◆ **SELECTED PASSAGE**:
┄┄┄┄┄┄

With the opening up of the sciences post-Galileo and the moon landings just fifty years ago, the global mooning over was no longer benign curiosity. It metamorphosed into the greed to plunder — which some call moon capitalism today.

What Blake etched as the symbol of man’s earnest fascination is now a quest for water and minerals, not to mention space tourism for the filthy rich. I want! I want! Indeed.

In the East and West, the moon of the lore evoked amusing symbolism that rose from fear and reverence — from the vampires and werewolves to the lunatic asylum. A mystery object that could provoke profound psychic effects — in fact, a godhead. Nevertheless, the everlasting shine and beauty of the feminine form the moon embodies in imagery.

┄┄┄┄┄┄

◆ **AIM OF THE EXERCISE**:
Can you take the passage on the moon further, picking up after its final sentence? The listing isn't needed for anything here.

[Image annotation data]

┄┄┄┄┄┄

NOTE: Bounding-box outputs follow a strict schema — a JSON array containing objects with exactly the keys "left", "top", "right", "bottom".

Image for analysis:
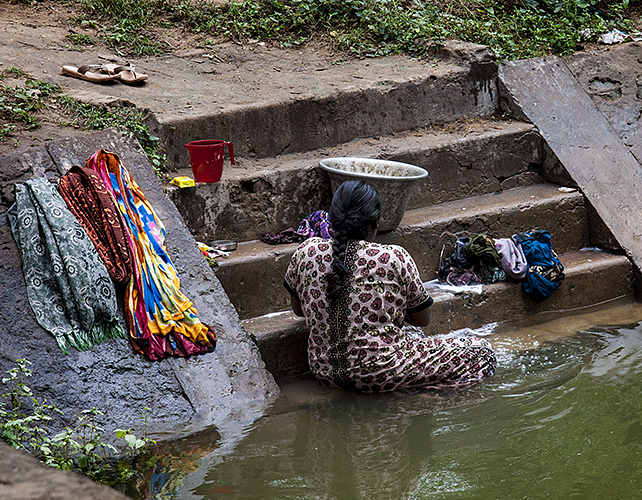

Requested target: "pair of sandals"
[{"left": 62, "top": 64, "right": 148, "bottom": 85}]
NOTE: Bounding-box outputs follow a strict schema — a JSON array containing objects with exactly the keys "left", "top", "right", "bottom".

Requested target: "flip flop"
[
  {"left": 62, "top": 64, "right": 119, "bottom": 83},
  {"left": 103, "top": 64, "right": 149, "bottom": 85}
]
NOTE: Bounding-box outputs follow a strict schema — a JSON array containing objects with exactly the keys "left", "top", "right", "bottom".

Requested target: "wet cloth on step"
[
  {"left": 7, "top": 178, "right": 125, "bottom": 354},
  {"left": 513, "top": 230, "right": 564, "bottom": 302},
  {"left": 58, "top": 166, "right": 132, "bottom": 286},
  {"left": 495, "top": 238, "right": 528, "bottom": 280},
  {"left": 465, "top": 234, "right": 506, "bottom": 283},
  {"left": 437, "top": 236, "right": 470, "bottom": 285},
  {"left": 437, "top": 234, "right": 506, "bottom": 285},
  {"left": 261, "top": 227, "right": 303, "bottom": 245},
  {"left": 296, "top": 210, "right": 334, "bottom": 240},
  {"left": 87, "top": 149, "right": 216, "bottom": 360}
]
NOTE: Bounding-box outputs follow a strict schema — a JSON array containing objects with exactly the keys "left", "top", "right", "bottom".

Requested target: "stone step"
[
  {"left": 242, "top": 250, "right": 634, "bottom": 378},
  {"left": 148, "top": 41, "right": 499, "bottom": 168},
  {"left": 165, "top": 119, "right": 542, "bottom": 242},
  {"left": 216, "top": 184, "right": 589, "bottom": 319}
]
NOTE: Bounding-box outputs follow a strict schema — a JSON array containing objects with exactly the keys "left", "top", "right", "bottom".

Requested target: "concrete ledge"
[
  {"left": 243, "top": 251, "right": 634, "bottom": 378},
  {"left": 0, "top": 442, "right": 129, "bottom": 500},
  {"left": 148, "top": 46, "right": 499, "bottom": 167},
  {"left": 500, "top": 57, "right": 642, "bottom": 276},
  {"left": 165, "top": 120, "right": 542, "bottom": 242},
  {"left": 216, "top": 184, "right": 589, "bottom": 319}
]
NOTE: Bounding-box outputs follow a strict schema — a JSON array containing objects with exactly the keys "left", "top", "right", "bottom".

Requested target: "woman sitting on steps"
[{"left": 284, "top": 181, "right": 496, "bottom": 392}]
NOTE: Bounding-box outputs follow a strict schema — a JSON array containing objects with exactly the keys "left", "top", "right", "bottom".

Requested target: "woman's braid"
[{"left": 327, "top": 181, "right": 381, "bottom": 305}]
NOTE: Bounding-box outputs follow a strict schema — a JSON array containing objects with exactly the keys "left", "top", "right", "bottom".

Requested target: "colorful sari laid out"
[
  {"left": 7, "top": 178, "right": 125, "bottom": 354},
  {"left": 87, "top": 149, "right": 216, "bottom": 360}
]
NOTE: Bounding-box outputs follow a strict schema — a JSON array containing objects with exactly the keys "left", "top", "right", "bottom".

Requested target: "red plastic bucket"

┄┄┄┄┄┄

◆ **REPLY TO THE EXERCISE**:
In Indian mythology, the moon is Chandra. We have rivers and a lake named after it, the Chandrabhaga rivers in the south and north, and the Chandrataal (The Lake of the Moon) in the Himalayas. The crescent moon adorns Shiva’s head and is the Hilal in Islam. The Man in the Moon legends, the rabbit, goddesses Diana and Selene of Roman and Greek mythologies, all were in fact celebrating the otherness of the moon that humans had subconsciously embraced in time. Moon symbolism was vogue, until science fiction took over.

Eventually, literature portrayed the moon as the coming of age of man’s scientific endeavors. In the works of Jules Verne, H G Wells and Philip K Dick, the underlying themes warn about man’s elephantine ego that blocks societal progress. Funnier ones appear too in modern times, when the Vogons blast the moon while destroying the earth and a Magrathean reconstruction ensues, in Douglas Adams’ The Hitchhiker’s Guide to the Galaxy.

Modern writers see the moon as a contextual reference to keep man wise, checking his vices. Like this passage from ‘I Cthulhu’, a short story in tribute to H P Lovecraft, written by the popular Neil Gaiman.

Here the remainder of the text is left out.